▶ _TASK TO COMPLETE_
Copy out the material from its beginning through the line containing "413), (296, 412)]", inclusive, changing "simplified polygon" to "reduced polygon" and leaving everything else untouched.

▶ _SOURCE DATA_
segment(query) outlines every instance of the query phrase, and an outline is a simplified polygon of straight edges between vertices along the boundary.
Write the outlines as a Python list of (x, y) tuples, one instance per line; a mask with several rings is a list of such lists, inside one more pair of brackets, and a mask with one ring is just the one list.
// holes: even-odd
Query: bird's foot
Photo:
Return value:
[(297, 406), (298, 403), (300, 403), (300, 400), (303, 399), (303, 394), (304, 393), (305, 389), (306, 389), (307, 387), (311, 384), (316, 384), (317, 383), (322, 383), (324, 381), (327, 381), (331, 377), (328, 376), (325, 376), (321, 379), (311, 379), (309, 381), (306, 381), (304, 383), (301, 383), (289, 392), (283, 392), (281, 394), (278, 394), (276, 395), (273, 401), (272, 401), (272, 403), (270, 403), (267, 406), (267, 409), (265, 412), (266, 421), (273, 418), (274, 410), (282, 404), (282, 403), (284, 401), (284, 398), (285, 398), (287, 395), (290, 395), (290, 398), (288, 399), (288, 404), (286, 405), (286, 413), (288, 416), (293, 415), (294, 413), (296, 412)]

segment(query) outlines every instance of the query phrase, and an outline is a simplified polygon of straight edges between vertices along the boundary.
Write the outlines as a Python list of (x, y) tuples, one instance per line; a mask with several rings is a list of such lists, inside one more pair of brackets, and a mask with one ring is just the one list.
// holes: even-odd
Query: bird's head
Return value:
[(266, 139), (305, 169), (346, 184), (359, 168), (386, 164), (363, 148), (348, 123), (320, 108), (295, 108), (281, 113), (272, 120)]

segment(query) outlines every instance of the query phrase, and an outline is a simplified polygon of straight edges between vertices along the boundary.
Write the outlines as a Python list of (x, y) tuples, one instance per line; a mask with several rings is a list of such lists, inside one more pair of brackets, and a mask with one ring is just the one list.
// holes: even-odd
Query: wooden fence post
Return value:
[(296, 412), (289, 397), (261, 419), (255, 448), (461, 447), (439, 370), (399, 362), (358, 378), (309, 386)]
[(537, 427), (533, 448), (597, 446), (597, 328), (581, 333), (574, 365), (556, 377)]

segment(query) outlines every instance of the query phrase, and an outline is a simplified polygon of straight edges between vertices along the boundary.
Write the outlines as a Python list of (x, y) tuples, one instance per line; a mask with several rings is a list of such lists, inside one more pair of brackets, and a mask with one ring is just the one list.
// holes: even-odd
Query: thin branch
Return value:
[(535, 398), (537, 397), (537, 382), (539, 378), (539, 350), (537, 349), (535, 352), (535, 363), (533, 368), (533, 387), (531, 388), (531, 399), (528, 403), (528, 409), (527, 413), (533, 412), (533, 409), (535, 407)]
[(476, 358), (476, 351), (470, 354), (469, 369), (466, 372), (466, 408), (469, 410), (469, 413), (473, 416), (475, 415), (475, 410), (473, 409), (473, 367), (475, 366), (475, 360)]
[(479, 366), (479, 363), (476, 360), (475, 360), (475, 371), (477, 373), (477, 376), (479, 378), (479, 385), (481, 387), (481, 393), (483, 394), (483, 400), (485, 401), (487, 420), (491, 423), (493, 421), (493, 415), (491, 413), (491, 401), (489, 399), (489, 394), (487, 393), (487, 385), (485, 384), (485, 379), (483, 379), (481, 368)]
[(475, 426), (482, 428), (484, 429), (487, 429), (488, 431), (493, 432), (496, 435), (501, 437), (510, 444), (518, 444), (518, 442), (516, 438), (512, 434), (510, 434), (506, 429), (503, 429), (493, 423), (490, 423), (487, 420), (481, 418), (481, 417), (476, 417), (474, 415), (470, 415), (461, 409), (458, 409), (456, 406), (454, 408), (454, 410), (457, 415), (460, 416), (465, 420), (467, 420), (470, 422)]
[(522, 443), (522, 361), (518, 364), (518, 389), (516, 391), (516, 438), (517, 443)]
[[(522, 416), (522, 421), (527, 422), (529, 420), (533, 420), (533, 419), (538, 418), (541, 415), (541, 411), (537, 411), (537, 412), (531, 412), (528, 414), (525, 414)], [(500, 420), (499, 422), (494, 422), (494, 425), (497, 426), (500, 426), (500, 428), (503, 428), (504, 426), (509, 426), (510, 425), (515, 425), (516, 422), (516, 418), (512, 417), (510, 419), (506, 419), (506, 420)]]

▶ _ANSWER TO THE EXERCISE_
segment(query) outlines every instance of the query phrase, and an outline is a reduced polygon of straight edges between vertices along the boundary.
Write the outlines as a Python list of (x, y) tuples, one instance per line; a mask with several rings is a list of such lists, inside one more pair of brackets, and a mask with one ring is just the one list.
// holes: even-odd
Query: bird's foot
Photo:
Return value:
[(297, 406), (298, 403), (300, 403), (300, 400), (303, 399), (303, 394), (304, 393), (305, 389), (306, 389), (307, 387), (311, 384), (316, 384), (317, 383), (322, 383), (324, 381), (327, 381), (331, 377), (328, 376), (325, 376), (321, 379), (311, 379), (309, 381), (306, 381), (304, 383), (301, 383), (289, 392), (283, 392), (281, 394), (278, 394), (276, 395), (273, 401), (272, 401), (272, 403), (270, 403), (267, 406), (267, 409), (265, 412), (266, 421), (273, 418), (274, 410), (282, 404), (282, 403), (284, 401), (284, 398), (285, 398), (287, 395), (290, 395), (290, 398), (288, 399), (288, 404), (286, 405), (286, 413), (288, 416), (293, 415), (294, 413), (296, 412)]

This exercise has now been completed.